### What you will do
Print verbatim the lines of the entries from the one containing "One keypoint belongs to every instance. Tag the pink" to the last, inclusive, and no others.
╔══
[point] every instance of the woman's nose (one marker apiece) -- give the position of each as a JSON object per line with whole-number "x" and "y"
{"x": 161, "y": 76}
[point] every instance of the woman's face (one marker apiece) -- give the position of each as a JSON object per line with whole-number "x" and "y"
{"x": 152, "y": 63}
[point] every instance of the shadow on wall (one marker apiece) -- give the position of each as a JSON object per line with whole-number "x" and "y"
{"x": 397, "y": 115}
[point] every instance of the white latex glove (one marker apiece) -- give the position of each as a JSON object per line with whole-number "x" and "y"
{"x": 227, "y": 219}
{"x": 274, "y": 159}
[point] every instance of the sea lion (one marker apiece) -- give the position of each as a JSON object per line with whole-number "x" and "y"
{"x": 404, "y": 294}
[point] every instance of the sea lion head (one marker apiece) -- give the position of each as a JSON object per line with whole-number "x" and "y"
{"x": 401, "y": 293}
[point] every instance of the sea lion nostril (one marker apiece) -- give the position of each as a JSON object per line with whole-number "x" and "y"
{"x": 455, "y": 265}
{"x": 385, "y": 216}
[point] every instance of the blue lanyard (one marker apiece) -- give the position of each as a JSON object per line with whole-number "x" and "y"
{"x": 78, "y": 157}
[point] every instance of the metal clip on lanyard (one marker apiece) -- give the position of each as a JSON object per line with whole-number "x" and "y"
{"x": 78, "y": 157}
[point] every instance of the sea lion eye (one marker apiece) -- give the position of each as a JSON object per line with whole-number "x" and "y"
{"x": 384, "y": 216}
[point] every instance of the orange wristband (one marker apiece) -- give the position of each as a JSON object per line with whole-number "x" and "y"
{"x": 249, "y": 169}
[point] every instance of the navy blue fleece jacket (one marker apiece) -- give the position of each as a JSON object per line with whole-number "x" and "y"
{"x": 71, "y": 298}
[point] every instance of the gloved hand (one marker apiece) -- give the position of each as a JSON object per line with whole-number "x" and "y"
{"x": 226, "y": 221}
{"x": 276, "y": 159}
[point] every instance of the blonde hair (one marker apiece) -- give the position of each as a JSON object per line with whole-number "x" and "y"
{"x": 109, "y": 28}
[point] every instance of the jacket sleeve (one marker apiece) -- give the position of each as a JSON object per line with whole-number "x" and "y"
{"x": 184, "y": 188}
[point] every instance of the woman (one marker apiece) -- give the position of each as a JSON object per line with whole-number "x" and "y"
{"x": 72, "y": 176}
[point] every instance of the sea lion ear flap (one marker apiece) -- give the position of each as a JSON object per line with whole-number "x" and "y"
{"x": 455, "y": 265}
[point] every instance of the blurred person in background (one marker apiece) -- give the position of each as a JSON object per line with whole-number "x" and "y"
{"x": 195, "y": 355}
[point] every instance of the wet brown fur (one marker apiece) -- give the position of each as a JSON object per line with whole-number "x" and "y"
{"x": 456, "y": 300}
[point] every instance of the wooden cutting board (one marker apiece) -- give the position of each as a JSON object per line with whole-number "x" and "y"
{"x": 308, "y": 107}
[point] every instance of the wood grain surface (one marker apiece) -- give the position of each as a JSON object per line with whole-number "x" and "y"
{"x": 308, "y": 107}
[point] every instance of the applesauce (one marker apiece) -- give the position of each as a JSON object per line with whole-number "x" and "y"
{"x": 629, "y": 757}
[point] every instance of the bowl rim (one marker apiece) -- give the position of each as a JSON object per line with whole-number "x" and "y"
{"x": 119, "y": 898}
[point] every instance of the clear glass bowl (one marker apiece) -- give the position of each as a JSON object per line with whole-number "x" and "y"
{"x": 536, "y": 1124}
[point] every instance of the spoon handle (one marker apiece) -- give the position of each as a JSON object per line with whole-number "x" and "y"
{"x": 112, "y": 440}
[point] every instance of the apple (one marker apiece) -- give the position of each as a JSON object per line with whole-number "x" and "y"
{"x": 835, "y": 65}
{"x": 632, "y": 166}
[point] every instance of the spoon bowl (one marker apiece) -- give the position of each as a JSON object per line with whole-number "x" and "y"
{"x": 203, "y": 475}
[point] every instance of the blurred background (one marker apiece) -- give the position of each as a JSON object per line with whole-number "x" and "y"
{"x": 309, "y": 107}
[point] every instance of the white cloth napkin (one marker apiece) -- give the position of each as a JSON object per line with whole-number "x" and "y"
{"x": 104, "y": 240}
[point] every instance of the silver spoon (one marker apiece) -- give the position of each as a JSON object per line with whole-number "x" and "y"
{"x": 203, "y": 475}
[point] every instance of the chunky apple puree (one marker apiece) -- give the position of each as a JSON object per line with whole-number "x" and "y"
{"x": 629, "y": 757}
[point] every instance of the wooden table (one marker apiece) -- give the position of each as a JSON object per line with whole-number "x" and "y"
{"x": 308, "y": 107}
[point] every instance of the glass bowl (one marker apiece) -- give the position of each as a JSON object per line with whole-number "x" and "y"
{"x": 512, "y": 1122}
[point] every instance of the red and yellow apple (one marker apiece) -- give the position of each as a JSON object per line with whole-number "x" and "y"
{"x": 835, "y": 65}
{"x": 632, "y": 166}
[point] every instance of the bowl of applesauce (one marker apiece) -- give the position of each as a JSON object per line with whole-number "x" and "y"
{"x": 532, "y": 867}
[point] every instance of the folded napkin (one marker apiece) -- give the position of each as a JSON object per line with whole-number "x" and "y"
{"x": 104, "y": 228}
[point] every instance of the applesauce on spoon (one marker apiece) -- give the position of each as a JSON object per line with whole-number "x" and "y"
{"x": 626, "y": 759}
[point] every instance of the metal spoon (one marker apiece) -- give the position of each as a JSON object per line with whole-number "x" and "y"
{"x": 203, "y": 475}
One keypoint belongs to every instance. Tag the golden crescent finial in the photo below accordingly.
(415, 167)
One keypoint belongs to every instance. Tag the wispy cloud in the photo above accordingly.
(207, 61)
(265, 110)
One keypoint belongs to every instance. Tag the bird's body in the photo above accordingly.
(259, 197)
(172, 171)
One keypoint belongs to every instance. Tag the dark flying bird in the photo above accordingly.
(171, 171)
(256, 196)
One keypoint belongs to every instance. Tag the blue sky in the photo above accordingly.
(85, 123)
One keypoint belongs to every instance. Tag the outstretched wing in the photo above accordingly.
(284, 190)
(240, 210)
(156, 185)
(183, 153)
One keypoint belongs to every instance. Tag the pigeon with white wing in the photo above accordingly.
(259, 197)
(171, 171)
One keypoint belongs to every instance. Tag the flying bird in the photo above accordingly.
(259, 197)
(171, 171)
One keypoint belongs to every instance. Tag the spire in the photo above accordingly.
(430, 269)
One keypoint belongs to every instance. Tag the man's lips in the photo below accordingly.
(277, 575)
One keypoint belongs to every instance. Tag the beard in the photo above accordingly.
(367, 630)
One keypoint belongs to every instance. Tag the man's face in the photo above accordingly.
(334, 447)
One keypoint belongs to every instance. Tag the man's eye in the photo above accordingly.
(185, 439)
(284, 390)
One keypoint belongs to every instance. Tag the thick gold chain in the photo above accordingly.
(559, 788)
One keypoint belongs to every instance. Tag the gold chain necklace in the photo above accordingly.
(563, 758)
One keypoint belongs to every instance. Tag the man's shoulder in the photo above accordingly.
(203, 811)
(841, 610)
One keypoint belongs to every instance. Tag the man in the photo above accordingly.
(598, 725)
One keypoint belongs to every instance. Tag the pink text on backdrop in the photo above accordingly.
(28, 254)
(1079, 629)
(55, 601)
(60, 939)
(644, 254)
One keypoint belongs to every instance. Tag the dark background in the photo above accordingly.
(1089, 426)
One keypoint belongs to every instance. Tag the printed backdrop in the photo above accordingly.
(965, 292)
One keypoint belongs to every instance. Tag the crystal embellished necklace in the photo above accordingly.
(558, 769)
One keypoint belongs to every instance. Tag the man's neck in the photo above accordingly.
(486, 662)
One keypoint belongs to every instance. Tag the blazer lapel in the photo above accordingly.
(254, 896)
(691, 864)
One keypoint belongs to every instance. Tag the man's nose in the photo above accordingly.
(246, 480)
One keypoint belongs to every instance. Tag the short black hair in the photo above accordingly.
╚══
### Written answer
One keypoint belongs to every instance. Tag the pink text on backdrop in the photo above accordingly.
(28, 254)
(1079, 629)
(55, 601)
(60, 939)
(644, 254)
One keypoint belongs to every instance. Tag the dark background in the photo above accordingly.
(1089, 426)
One keypoint belongs to every instance. Tag the printed backdrop in the photo above accordingly.
(965, 292)
One keypoint belongs to every instance. Tag the crystal embellished necklace in the photo above accordingly.
(558, 769)
One keypoint belongs to every instance. Tag the man's neck in the photo above accordingly.
(486, 662)
One keypoint belongs to every instance. Tag the blazer lapel in the photo above accordingly.
(254, 896)
(691, 864)
One keypoint belongs to every instance. Tag the man's nose in the photo above accordingly.
(246, 480)
One keypoint belongs to every instance. Tag the short black hair in the photo above accordingly.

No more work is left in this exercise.